*AUFGABENSTELLUNG*. Schreiben Sie die folgenden Daten neu und ersetzen Sie dabei überall „Recorded points“ durch „Marked points“, ohne sonst etwas zu verändern. Lassen Sie die Bilder in Ihrer Antwort weg.

● ● ● ● ●

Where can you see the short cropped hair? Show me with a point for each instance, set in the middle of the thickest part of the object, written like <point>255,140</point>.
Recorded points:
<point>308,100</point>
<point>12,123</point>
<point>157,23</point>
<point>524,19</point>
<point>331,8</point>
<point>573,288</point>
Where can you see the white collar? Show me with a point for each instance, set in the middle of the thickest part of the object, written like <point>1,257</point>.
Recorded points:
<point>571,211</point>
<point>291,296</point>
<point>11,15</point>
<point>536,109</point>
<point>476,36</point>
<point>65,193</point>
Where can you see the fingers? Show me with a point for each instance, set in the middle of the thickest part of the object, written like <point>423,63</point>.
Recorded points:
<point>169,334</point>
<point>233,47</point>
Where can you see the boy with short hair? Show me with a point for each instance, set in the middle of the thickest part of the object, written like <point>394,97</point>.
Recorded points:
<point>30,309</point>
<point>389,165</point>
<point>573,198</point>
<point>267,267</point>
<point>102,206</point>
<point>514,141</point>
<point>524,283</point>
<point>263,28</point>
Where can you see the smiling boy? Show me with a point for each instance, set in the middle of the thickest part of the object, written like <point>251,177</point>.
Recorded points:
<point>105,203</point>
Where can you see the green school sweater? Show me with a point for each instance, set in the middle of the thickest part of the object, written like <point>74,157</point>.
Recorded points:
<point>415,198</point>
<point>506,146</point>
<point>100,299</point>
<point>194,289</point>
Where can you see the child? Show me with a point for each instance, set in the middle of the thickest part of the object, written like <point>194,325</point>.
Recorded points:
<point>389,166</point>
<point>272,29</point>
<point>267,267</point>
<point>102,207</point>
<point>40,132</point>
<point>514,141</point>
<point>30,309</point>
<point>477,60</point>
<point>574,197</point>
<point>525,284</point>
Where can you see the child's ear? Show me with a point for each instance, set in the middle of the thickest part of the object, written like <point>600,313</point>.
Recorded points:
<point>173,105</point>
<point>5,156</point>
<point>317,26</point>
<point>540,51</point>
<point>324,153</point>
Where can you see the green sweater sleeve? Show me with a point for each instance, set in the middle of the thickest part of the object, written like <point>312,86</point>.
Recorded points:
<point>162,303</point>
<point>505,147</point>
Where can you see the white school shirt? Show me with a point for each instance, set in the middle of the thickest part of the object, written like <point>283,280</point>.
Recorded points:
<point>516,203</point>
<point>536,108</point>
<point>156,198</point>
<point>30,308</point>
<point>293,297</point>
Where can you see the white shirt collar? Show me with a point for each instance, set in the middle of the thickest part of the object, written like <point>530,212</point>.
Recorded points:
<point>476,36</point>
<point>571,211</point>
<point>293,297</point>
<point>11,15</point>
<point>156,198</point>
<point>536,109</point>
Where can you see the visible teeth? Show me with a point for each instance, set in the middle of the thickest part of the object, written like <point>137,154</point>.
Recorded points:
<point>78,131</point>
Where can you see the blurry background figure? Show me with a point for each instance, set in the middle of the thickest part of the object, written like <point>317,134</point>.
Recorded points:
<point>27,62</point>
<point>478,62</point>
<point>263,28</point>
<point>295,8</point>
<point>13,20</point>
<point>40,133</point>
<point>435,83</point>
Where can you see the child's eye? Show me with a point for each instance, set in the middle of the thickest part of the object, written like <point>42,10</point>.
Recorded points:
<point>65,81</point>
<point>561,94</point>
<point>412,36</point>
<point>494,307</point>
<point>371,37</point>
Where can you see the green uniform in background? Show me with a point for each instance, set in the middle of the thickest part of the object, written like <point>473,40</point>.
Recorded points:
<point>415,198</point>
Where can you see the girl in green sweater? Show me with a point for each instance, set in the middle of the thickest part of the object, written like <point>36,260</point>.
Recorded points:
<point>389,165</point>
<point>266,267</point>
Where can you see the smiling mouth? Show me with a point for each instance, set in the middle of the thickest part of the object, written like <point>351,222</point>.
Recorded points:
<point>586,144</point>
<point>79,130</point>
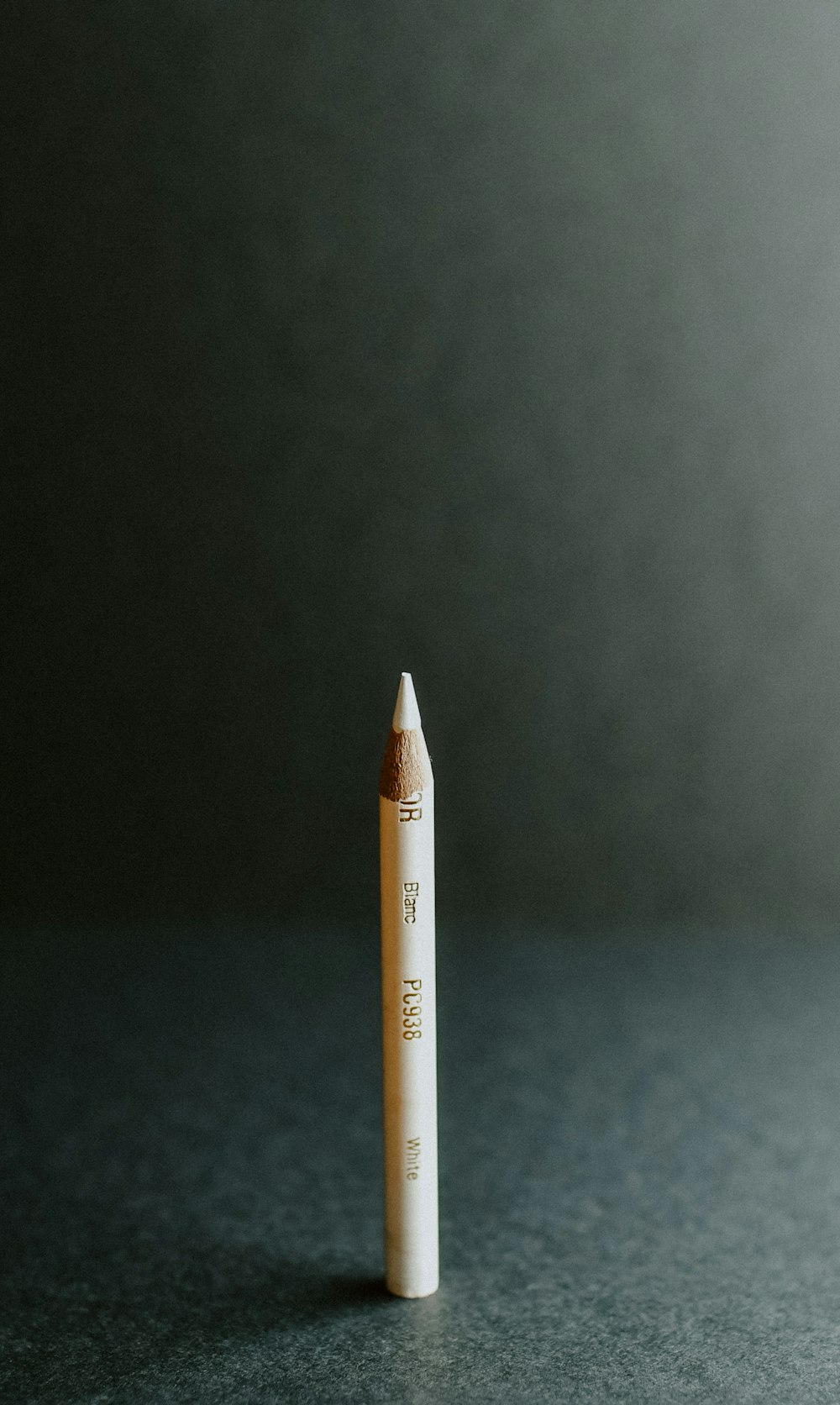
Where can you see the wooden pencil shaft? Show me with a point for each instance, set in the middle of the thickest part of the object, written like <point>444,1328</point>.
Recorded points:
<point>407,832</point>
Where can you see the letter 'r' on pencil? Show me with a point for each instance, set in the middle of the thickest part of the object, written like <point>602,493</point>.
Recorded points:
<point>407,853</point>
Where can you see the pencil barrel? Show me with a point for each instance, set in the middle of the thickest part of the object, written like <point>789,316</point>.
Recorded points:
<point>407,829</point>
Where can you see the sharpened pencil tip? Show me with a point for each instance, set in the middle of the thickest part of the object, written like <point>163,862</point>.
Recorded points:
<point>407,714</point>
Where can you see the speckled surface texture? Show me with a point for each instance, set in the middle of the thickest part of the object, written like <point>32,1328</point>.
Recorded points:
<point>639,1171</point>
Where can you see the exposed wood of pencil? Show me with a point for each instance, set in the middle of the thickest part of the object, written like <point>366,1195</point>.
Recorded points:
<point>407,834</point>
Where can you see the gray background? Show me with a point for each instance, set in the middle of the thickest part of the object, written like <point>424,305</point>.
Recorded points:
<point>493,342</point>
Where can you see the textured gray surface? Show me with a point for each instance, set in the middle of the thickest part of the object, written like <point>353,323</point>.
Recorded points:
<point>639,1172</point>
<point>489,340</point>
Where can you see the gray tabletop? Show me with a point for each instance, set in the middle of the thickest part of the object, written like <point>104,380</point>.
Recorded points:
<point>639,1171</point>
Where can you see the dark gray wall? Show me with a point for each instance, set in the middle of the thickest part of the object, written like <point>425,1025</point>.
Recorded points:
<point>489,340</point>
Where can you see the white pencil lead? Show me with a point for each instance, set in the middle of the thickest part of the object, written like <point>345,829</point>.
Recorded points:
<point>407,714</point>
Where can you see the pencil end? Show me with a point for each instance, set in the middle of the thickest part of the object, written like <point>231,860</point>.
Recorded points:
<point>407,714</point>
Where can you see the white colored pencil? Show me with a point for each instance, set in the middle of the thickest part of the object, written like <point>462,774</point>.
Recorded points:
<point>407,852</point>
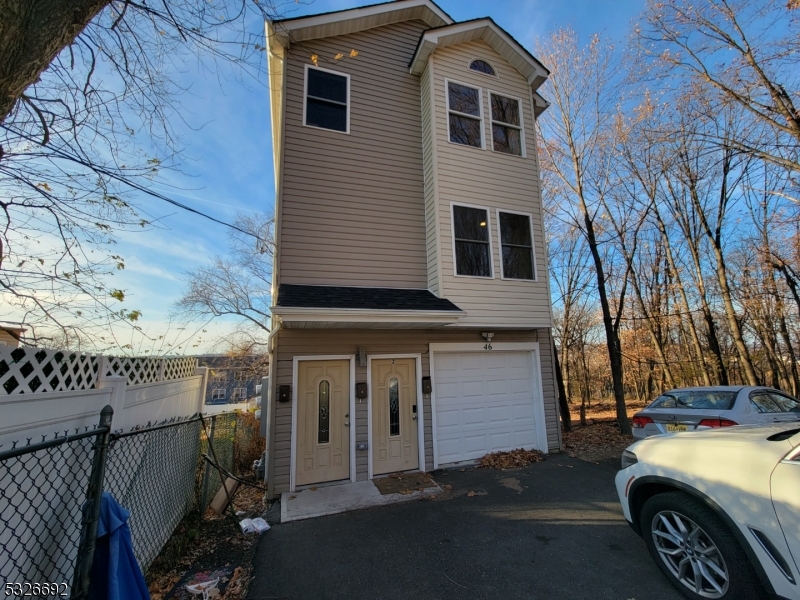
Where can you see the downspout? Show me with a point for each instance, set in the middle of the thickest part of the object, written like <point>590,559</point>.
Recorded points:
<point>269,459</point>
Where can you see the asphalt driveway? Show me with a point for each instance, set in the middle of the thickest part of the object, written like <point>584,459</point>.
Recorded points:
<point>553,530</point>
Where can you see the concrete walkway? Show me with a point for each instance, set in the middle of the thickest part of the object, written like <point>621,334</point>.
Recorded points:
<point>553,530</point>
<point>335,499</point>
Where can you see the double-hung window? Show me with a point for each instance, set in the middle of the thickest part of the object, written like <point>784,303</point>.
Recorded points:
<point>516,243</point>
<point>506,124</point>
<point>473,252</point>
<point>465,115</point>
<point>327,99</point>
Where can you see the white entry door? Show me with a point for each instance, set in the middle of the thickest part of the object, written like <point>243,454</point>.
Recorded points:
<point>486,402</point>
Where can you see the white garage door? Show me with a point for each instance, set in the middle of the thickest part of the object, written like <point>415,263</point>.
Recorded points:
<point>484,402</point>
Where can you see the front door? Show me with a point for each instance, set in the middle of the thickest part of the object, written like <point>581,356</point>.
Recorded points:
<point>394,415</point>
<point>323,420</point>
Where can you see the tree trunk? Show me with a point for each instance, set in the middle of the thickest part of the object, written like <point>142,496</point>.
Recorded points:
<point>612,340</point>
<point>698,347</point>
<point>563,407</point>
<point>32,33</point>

● ● ● ● ●

*LÖSUNG*.
Where can you see the short cropped hair? Show me with a point for each instance, set in the middle of the thickest part of the object, written like <point>255,140</point>.
Marked points:
<point>308,100</point>
<point>12,123</point>
<point>157,23</point>
<point>524,19</point>
<point>331,8</point>
<point>573,288</point>
Where can you see the white collar? Show me with a point for each instance, set in the middle of the thickest part of the object, written like <point>1,257</point>.
Marked points:
<point>571,211</point>
<point>291,296</point>
<point>11,15</point>
<point>536,109</point>
<point>476,36</point>
<point>65,193</point>
Where can you see the fingers? Show me with a point for each instance, set in the middle of the thickest part of the object, written like <point>423,63</point>.
Marked points:
<point>169,334</point>
<point>233,47</point>
Where can you see the boy with short hair? Show me with a point for each instance, set in the middle of the thickest part of the object, written like <point>394,97</point>.
Marked points:
<point>30,309</point>
<point>389,165</point>
<point>573,198</point>
<point>267,267</point>
<point>102,206</point>
<point>514,141</point>
<point>524,283</point>
<point>263,28</point>
Where can you see the smiling boy? Show me with a point for each instance, set in the middle of the thickest part of the object, written like <point>251,177</point>.
Marked points:
<point>105,203</point>
Where can you see the green school sweater? Show me with a point for each instance, set in the middle of the thickest part of the object, written like <point>74,157</point>.
Marked points:
<point>415,198</point>
<point>506,146</point>
<point>100,299</point>
<point>194,289</point>
Where can you see the child? Show me with a point for each instance, set in the middle of the thickest part of the object, written like <point>194,325</point>.
Marked points:
<point>389,166</point>
<point>272,29</point>
<point>267,267</point>
<point>102,207</point>
<point>40,132</point>
<point>514,141</point>
<point>30,309</point>
<point>477,60</point>
<point>574,197</point>
<point>525,284</point>
Where can you see the child's ear? Show me with a point for each instance, set in the middle of the thickest part of the object, written like <point>600,313</point>.
Marked points:
<point>173,105</point>
<point>5,156</point>
<point>317,26</point>
<point>540,51</point>
<point>324,153</point>
Where can you see the green sweater sleeve? Show me with a point for each instance, set in the middle of the thickest part of the object, written like <point>312,86</point>.
Marked points:
<point>162,303</point>
<point>505,147</point>
Where can you see the white school shirt? Show me with a point for each instance, set in the middle of the thickest part of the object, written like <point>283,280</point>.
Marked points:
<point>516,203</point>
<point>536,108</point>
<point>156,198</point>
<point>30,308</point>
<point>293,297</point>
Where can you see the white shirt collar? Show me with a point for each instance, set in the middle of the thickest part of the object, written like <point>530,212</point>.
Marked points:
<point>476,36</point>
<point>571,211</point>
<point>293,297</point>
<point>11,15</point>
<point>156,198</point>
<point>536,109</point>
Where can you see the visible teeth? Show me with a point for each instance, set in the middle of the thickest part of the object, written like <point>137,154</point>.
Marked points:
<point>78,131</point>
Where can you see the blurry background figure? Show me with a point for each instance, set in the middle of the thickest part of the object, written like <point>317,134</point>.
Marked points:
<point>27,62</point>
<point>478,62</point>
<point>263,28</point>
<point>295,8</point>
<point>13,20</point>
<point>40,133</point>
<point>435,83</point>
Where can you see the child's eye? Show me with a point for each instance, set in the middle of the thickest part of the object, written like <point>42,10</point>.
Marked points:
<point>65,81</point>
<point>561,94</point>
<point>412,36</point>
<point>494,307</point>
<point>371,37</point>
Where can you see the green uniform in background? Show me with a point for each instance, set in the middle of the thickest part of the object, written like <point>473,40</point>.
Marked points:
<point>415,198</point>
Where can you see the girl in green sweater? Show me with a point for each instance, set in the middle of the thickest part of the object, written like <point>36,260</point>.
Marked points:
<point>389,165</point>
<point>266,267</point>
Where can you see the smiling mouth? Show me with a point for each instance, set in the middle of the thickest part of the object, written like <point>351,222</point>.
Marked points:
<point>586,144</point>
<point>79,130</point>
Where can you see the wooden pencil shaft? Show me with a point for each instance, set in the middle of the thickest part of the object, written like <point>444,1328</point>.
Marked points:
<point>407,832</point>
Where can you see the letter 'r' on pencil? Show me with a point for each instance, set in the middle of the thickest part of the object, written like <point>602,493</point>.
Marked points:
<point>407,853</point>
Where can you see the pencil barrel? Show me with a point for each instance, set in the middle of the thickest part of the object, written like <point>789,316</point>.
Marked points:
<point>407,829</point>
Where can you see the sharpened pencil tip? Show me with a point for each instance, set in the middle of the thickest part of the object, written like <point>163,862</point>.
Marked points:
<point>407,714</point>
Where can you see the speckled surface texture? Show me with a point for each instance, set in the middle of the thickest part of the object, written like <point>32,1328</point>.
Marked points:
<point>639,1171</point>
Where can you see the exposed wood of pencil? Show me with a point for each instance, set in the middle of the thickest part of the object, written like <point>366,1195</point>.
Marked points:
<point>407,834</point>
Where can you see the gray background? Show me with a point for each instance, set in the middle of the thickest part of the object, written like <point>424,305</point>.
Marked points:
<point>493,342</point>
Where can you see the textured gray surface? Show me with a point for each instance, set in the middle of the thickest part of the object, written like <point>353,323</point>.
Marked points:
<point>639,1172</point>
<point>489,340</point>
Where can you see the gray tabletop? Show me with a point for each instance, set in the middle of the thickest part of the object, written like <point>104,380</point>.
Marked points:
<point>639,1171</point>
Where can you see the dark gray wall? Show me with a point for each instance, set in the middle of the thickest part of the object, written like <point>425,1025</point>.
Marked points:
<point>489,340</point>
Where can you see the white pencil lead? Show me with a point for each instance, set in the middle of the thickest part of the object, written like <point>345,829</point>.
Marked points:
<point>407,714</point>
Where can you see the pencil end? Show me with a point for each instance, set in the middle of the thickest part of the object, written like <point>231,860</point>.
Marked points:
<point>407,714</point>
Where can you see the white colored pencil? Show me with a point for each instance, set in the middle of the thickest part of the object, written like <point>462,774</point>.
Marked points:
<point>407,852</point>
Where can you see the downspout? Show me with a point for each instance, set in the middle of the thickest part of the object, written like <point>590,559</point>.
Marked points:
<point>269,459</point>
Where can you see the asphalt driveway? Show me with a point for each instance, set in the middle of the thickest part of the object, written like <point>584,459</point>.
Marked points:
<point>553,530</point>
Where can you see the concrete walkway? Show me with a point for each instance, set in the middle of the thickest part of the object, written like <point>621,334</point>.
Marked points:
<point>553,530</point>
<point>335,499</point>
Where can you see the double-hung window? Show me with a point for each instance, set in the middle of the thickest part of the object, written like <point>784,303</point>.
Marked points:
<point>516,243</point>
<point>506,124</point>
<point>473,252</point>
<point>465,115</point>
<point>327,99</point>
Where can you see the white entry door? Show me with a point for each instance, set in the middle of the thickest part of the object, written like <point>243,454</point>.
Marked points:
<point>486,402</point>
Where can you see the white garage door? Show me with a point for each instance, set in the middle of the thickest part of the object, written like <point>415,263</point>.
Marked points:
<point>484,402</point>
Where can you see the front door? Show me with a point for each instance, set in the middle of the thickest part of the object, written like <point>581,356</point>.
Marked points:
<point>394,415</point>
<point>323,420</point>
Where can you see the tree trunk? Show me with a point for each instance, set in the middle of the thickest part of the object, written like <point>142,496</point>.
Marked points:
<point>612,340</point>
<point>698,347</point>
<point>563,407</point>
<point>32,33</point>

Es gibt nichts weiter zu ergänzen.